Elon is now trying the classic trick that big universities do: mix the rich and the notable in a way that the former can claim to be the latter.
It'll be interesting to see. For my part, the most embarrassing thing is watching people fall over themselves claiming they didn't pay for their checkmark.
But it is quite clear that among the set of people who cared about blue checks, they're no longer valuable.
> the most embarrassing thing is watching people fall over themselves claiming they didn't pay for their checkmark
This hasn't made sense to me. Isn't it more embarrassing that Musk is forcing the blue checkmark on people in order to make it seem more popular? Users aren't buying, and he's trying to astroturf support for it.
What's the "disproportionate reaction"? He literally says "Not a huge deal, but dishonest". And it's true: Twitter lied. Are you saying that pointing it out is unreasonable?
There's this weird narrative going around that people are "freaking out" about Musk paying for their blue check, and it's totally made up. The real reaction is just confusion. Who's ever heard of a CEO so desperate that he pays to make his subscription service look more popular?
They were always uncool. At best the blue check was useful at times (“this really is the CEO of BigCo”), but people who think they have “status” on Twitter have always been the worst of it.

======

__STATED TASK 1__: Pick out each line in the listing below that contains the word "yellow", and copy those lines.
__STATED TASK 2__: Continue the discussion of Twitter's blue checkmarks above, starting after its last sentence.

__RECORD EXTRACTS__:
======

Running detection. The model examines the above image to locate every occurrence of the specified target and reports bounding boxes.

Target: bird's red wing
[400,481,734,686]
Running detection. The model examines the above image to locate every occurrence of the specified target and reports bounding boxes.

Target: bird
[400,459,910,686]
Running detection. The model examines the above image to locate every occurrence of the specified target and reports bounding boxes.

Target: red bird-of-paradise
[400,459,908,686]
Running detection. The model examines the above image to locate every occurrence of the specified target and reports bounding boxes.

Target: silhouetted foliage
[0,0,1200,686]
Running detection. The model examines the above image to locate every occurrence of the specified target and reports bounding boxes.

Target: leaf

======

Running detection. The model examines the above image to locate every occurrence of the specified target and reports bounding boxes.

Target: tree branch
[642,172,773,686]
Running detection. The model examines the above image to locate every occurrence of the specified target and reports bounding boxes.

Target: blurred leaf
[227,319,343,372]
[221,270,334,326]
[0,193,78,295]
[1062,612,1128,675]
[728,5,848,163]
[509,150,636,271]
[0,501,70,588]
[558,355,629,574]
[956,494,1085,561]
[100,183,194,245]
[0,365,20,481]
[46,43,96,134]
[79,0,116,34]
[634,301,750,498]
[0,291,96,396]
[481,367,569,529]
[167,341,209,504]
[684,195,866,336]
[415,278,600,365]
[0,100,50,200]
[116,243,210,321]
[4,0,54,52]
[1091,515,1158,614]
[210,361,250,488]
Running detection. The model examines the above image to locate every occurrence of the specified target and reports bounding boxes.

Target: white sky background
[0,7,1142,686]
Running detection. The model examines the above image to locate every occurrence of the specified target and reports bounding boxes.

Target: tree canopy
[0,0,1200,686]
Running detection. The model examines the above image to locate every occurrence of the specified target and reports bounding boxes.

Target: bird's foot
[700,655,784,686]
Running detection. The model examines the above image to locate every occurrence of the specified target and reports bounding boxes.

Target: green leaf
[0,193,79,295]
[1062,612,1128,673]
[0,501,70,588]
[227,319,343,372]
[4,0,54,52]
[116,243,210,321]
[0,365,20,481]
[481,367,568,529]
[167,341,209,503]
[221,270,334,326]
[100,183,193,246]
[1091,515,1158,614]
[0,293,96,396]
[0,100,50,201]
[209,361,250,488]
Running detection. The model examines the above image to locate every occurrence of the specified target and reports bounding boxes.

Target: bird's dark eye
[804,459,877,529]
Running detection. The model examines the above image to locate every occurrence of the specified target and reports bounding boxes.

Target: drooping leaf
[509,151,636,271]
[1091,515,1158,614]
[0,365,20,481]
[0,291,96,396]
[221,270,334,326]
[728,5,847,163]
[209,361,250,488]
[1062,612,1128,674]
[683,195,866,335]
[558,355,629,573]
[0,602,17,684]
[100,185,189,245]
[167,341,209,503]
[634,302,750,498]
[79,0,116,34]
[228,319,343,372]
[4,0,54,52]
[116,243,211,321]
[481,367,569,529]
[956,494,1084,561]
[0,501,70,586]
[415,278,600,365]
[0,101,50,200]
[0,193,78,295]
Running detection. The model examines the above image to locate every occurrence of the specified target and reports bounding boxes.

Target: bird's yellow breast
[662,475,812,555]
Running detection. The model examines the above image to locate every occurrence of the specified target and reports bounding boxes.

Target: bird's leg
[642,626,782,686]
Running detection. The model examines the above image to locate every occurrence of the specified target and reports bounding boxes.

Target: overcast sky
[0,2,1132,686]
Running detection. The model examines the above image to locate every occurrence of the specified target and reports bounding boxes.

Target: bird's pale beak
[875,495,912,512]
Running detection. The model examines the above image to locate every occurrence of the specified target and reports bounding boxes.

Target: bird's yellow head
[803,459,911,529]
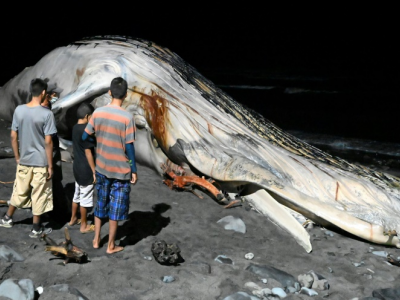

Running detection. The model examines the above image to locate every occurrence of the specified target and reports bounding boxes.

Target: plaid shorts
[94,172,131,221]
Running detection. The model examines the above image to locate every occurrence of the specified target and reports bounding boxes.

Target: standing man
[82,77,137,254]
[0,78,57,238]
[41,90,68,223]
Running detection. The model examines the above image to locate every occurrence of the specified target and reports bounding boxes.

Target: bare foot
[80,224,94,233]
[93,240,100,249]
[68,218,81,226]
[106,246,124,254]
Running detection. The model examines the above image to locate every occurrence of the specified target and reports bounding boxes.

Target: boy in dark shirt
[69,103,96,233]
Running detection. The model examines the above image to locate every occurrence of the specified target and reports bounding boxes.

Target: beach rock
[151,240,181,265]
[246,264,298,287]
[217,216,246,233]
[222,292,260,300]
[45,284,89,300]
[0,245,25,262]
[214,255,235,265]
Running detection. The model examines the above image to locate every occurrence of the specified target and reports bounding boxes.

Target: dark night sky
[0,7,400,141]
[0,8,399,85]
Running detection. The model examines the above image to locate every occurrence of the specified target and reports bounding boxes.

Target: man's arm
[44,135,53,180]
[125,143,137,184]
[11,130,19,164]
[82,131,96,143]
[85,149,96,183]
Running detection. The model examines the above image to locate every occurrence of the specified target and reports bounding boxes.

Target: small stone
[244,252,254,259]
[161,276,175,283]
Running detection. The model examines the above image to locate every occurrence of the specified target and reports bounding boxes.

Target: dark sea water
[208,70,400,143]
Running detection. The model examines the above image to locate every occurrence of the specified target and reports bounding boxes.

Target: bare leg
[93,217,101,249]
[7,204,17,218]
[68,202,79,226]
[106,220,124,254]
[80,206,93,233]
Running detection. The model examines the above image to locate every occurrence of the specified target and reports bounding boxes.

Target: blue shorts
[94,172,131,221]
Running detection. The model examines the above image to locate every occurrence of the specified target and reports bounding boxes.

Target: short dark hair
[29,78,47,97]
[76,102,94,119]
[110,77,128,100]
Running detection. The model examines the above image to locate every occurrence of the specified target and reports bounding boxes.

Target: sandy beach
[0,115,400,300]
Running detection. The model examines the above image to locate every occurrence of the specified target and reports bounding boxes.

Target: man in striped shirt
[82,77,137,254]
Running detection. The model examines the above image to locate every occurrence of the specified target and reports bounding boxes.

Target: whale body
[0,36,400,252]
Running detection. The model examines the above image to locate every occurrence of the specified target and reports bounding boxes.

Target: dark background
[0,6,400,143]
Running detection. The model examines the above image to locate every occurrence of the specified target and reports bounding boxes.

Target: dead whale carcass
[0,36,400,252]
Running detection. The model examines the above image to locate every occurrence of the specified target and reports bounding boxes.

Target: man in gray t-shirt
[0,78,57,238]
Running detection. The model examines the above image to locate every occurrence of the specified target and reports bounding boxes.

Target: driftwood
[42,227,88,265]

======

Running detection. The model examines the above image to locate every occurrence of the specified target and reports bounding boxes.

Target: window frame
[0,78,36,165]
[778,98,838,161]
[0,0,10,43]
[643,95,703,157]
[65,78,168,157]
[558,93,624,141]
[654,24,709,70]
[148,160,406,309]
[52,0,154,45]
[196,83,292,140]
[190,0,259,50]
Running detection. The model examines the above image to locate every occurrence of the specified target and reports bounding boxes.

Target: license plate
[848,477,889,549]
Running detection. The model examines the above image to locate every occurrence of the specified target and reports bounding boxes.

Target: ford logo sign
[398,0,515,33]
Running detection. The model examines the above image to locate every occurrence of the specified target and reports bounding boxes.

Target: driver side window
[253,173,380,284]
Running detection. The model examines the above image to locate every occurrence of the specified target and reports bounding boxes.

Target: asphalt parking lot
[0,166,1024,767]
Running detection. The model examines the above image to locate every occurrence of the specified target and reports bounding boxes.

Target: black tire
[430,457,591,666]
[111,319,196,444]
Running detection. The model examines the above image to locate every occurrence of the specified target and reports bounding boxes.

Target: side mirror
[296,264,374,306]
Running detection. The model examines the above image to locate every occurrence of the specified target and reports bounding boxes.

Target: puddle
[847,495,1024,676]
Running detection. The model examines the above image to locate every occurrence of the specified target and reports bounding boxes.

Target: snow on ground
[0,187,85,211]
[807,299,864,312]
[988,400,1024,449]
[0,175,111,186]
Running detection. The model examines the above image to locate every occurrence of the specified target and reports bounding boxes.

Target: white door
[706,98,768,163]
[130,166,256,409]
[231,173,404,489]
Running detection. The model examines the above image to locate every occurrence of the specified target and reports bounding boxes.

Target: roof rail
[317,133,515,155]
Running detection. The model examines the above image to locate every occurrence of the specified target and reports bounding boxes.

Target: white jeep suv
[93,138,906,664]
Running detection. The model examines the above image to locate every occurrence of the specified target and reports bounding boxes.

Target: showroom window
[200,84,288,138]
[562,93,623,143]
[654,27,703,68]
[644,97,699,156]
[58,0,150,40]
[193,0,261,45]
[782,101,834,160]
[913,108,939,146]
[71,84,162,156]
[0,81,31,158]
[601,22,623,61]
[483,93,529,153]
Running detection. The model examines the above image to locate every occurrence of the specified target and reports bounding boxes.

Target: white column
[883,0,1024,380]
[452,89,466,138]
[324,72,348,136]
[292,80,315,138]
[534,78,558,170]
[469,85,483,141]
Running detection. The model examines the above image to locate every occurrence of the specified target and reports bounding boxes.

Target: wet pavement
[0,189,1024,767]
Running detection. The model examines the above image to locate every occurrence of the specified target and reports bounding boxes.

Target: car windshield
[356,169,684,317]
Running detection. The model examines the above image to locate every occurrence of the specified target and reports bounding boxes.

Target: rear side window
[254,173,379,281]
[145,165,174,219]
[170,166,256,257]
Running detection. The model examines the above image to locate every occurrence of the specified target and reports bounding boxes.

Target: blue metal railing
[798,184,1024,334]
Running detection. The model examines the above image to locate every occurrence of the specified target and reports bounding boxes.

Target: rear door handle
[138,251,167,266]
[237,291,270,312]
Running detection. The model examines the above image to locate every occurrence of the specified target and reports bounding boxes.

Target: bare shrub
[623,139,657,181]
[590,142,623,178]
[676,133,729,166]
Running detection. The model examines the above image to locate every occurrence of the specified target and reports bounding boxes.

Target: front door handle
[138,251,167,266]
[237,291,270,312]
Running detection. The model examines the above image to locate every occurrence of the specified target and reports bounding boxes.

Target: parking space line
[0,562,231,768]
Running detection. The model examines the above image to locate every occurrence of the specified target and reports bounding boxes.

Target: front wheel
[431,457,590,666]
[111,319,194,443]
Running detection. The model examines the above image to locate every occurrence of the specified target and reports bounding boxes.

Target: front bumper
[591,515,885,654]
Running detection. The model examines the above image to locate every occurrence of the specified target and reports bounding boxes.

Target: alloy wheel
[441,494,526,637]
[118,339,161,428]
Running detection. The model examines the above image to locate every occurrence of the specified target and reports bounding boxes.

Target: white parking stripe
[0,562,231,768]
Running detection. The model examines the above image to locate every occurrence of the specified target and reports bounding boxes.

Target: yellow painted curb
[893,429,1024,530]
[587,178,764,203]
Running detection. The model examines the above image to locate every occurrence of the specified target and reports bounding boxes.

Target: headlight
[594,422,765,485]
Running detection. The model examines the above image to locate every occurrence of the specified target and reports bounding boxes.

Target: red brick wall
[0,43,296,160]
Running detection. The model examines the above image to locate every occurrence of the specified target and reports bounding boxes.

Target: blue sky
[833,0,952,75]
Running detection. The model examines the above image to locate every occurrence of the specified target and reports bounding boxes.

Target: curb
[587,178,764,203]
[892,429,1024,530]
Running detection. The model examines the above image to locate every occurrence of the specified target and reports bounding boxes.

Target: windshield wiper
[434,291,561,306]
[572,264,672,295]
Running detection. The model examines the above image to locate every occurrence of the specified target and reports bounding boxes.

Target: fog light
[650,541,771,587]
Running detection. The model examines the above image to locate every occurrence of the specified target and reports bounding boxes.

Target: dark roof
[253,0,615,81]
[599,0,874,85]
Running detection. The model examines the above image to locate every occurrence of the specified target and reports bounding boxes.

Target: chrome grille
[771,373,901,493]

======

__RIGHT ANSWER 1__:
Target: bird's yellow breast
Target: bird's yellow head
Target: yellow painted curb

__RIGHT ANSWER 2__:
However, now, the conflation of paid features and the blue check makes me reticent to pay Twitter for features I want because it’s bundled with so-called status I don’t.
Was it? It certainly seemed cool for many years. You only had to look at how much fanbases loved to see their favourite x get verified "at last". Not every community drags rising stars down by their ankles and instead celebrates success. Especially when you consider that their favourite x would now see supposedly well-deserved placement in the algorithm without spending on ads, and what's good for their favourite x is good for them as a trickledown effect, whether that's content, better products, or more art.
Success definitely seemed cool to consumers at the time rather than the old mentality of calling them "sellouts" in years prior. It usually meant decent press coverage, notability in some way (thus impersonation was damaging), or you'd hit 50 IMDb credits.
I do however agree that the current implementation of blue checks is absolutely meaningless and lends credibility to random people, as such, I don't browse Twitter anymore as the replies to tweets are full of "experts" claiming x without sources, but the blue check seems to convince a lot of people in terms of the weight of their argument if the stats on their tweets are anything to go by.
Blue checks were definitely uncool. Maybe people felt it showed they were serious or famous, but that’s always been uncool as well. “Twitter blue check” is used in a derogatory manner for someone that is self important and not a free thinker, and has been for years now.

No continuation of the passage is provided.